WHAT YOU SHOULD DO: Pick up the article on maternal smoking during pregnancy and its epigenetic effects on the child, and continue it from its last sentence.

PROVIDED PASSAGE:
Maternal Smoking During Pregnancy Leaves Its Lasting Mark On The Child’s Genetic Make-up
5. April 2016
First study to show changes in epigenetic enhancer regions and their relation to the child’s diseases later in life
Photo: André Künzelmann, UFZ
If mothers smoke during pregnancy, they influence the epigenetic programming of their unborn child’s genetic make-up in the long term. This may give rise to an increased risk of the child developing lung diseases later in life. Researchers at the Helmholtz Centre for Environmental Research (UFZ) in Leipzig, the German Cancer Research Center (DKFZ) in Heidelberg and the Heidelberg University discovered that these changes are not limited to individual regions of DNA. Dr. Irina Lehmann, Environmental Immunologist at the UFZ, explains, that they were able to demonstrate for the first time that exposure to tobacco smoke also causes epigenetic changes in enhancers of gene expression.These deregulated enhancers are distributed throughout the child’s entire genome. The research results were published in the journal “Molecular Systems Biology”.
The underlying data comes from the epidemiological study entitled “Lifestyle and environmental factors and their Influence on Newborns Allergy risk” (LiNA). In this study, researchers asked which environmental factors could have a negative impact on children’s health during pregnancy. In collaboration with the Municipal Hospital St. Georg in Leipzig, UFZ researchers have been monitoring 622 mothers and their children since 2006. For their current work, two groups of mother-child pairs were examined: mothers who smoked during pregnancy and mothers who were not exposed to tobacco smoke.

DATA FOR ANALYSIS:
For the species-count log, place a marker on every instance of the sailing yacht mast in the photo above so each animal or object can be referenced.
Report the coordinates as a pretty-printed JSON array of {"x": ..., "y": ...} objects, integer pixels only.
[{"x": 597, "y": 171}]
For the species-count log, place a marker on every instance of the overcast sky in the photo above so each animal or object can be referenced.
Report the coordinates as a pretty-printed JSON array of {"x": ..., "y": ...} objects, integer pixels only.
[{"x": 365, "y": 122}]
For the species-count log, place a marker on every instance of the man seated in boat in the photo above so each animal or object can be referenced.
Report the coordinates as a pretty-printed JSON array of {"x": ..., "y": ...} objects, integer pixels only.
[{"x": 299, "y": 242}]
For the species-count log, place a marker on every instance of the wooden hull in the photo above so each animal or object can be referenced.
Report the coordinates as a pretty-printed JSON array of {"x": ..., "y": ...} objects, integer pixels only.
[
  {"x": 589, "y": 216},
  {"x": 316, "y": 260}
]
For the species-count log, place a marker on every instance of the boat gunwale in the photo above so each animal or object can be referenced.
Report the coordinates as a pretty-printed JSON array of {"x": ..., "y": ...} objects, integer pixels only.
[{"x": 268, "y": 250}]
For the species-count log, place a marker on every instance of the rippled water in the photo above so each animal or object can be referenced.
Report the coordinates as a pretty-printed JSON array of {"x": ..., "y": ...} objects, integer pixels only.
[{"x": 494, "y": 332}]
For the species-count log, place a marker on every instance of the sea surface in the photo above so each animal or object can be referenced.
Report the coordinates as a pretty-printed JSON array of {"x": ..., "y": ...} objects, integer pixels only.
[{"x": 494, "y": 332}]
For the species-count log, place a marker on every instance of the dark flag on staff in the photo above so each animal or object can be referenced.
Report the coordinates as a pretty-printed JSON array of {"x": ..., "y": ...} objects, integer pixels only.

EXERCISE RESPONSE:
Together with the genome researchers headed by Prof. Dr. Roland Eils, who is working at the DKFZ and the University of Heidelberg, the scientists examined the epigenome of the mothers and the children. They wanted to determine whether there was evidence of epigenetic changes in the smoking families. According to Dr. Lehmann they were able to find evidence of epigenetic changes in smoking mothers as well as in the umbilical cord blood of the newborn babies. The changes thus occur in the womb and affect the unborn child’s gene regulation.
The researchers determined that smoking particularly affects enhancer regions in the genome. Enhancers are DNA regions that regulate the expression of one or more genes. If an enhancer region is affected by the effects of smoking, this may lead to deregulation of several genes at the same time, stresses Dr. Lehmann. The researchers give an example of the consequences of a deregulated enhancer in their work: the enzyme JNK2 plays a role in inflammatory responses. If the enhancer that activates JNK2 is now affected, this may increase the risk of lung diseases in the children’s later life.
The researchers also determined that the epigenetic effects observed in the umbilical cord blood at birth can still be seen several years after the child is born. However, it could not be ascertained beyond doubt whether these effects are long-term impacts of exposure to smoke prior to birth. Dr. Lehmann points out that children who are exposed to tobacco smoke even before being born usually continue to be exposed to this after their birth. The prolonged exposure to cigarette smoke after birth may contribute to the observed stability of epigenetic changes.
In their analysis, the researchers identified more than 400 enhancers affected by tobacco smoke. They regulate genes that play a role in a variety of diseases such as diabetes, adiposity or even cancer. “This discovery will allow us to start understanding the mechanisms that make smoking the cause of such a wide range of diseases,” says Prof. Eils.